WORK TO BE COMPLETED:
Copy out every line in the rows below word for word, leaving out the picture.
## Begin RECORDED DATA
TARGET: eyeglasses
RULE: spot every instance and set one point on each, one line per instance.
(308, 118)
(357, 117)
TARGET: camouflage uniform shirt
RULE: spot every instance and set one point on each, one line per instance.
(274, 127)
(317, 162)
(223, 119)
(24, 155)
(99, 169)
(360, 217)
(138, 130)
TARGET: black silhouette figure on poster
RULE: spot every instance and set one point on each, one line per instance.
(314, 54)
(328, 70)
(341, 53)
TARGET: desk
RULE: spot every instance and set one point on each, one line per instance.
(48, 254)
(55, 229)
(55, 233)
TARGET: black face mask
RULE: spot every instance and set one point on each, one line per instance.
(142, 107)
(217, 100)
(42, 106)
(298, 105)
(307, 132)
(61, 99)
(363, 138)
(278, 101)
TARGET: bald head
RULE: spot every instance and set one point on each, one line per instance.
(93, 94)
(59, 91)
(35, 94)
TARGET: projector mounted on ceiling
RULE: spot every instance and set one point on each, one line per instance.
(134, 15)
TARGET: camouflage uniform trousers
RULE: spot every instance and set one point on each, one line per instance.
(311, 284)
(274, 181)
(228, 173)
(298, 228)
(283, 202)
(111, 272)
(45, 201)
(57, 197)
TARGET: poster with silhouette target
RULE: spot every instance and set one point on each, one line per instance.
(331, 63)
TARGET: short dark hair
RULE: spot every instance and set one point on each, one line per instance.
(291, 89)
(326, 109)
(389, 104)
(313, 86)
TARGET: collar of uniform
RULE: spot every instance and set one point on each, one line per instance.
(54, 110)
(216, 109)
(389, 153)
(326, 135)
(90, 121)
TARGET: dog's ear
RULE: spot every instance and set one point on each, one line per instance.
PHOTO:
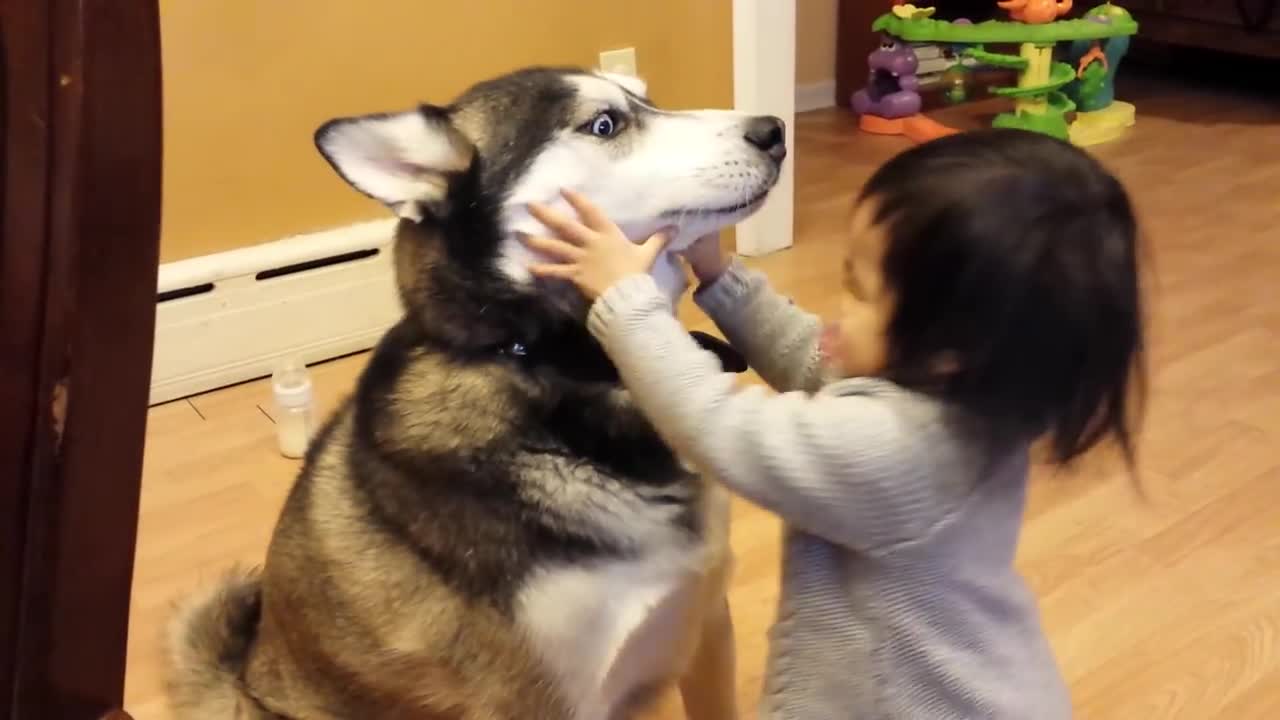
## End RECORDED DATA
TASK OUTPUT:
TARGET: eyeglasses
RULE: spot every instance and set one point on each, one line per instance.
(308, 118)
(357, 117)
TARGET: camouflage uniform shirt
RULE: spot every instance and set one point on each, one line per instance.
(274, 127)
(317, 162)
(223, 119)
(24, 155)
(99, 169)
(360, 217)
(138, 130)
TARGET: black silhouette figure on poster
RULE: spot every instance and set one point on each, one line per instance.
(314, 54)
(328, 70)
(341, 53)
TARGET: desk
RULE: spot every instance and set one point on each, one line per instance.
(48, 254)
(55, 229)
(55, 233)
TARGET: black face mask
RULE: spot every instance and set one point on each, one line per instance.
(142, 107)
(217, 100)
(42, 106)
(298, 105)
(307, 132)
(61, 99)
(363, 138)
(278, 101)
TARGET: bald head
RULE: spot every instance and set one point on each, one line per instance.
(93, 94)
(59, 91)
(35, 94)
TARGET: projector mounted on ceiling
RULE: spot every instance and set one point on each, one line per instance.
(134, 15)
TARGET: camouflage uniform trousers
RULE: spot every instance and set one point on each, one line per instance.
(311, 284)
(274, 181)
(228, 173)
(298, 228)
(283, 202)
(111, 272)
(45, 201)
(57, 197)
TARGET: poster with silhouette target
RULE: spot every instance and set one point on each, one line per instance.
(331, 63)
TARGET: short dark hair
RULE: spot every instance and set one point on each, one line per instance.
(291, 89)
(326, 109)
(389, 104)
(313, 86)
TARGET: collar of uniform
RULE: spot every instance and set one point on each, one line per instance.
(54, 110)
(216, 109)
(389, 153)
(326, 135)
(90, 121)
TARGET: dog's ear
RULE: spot every instance and set one point on each, one line per instance.
PHOTO:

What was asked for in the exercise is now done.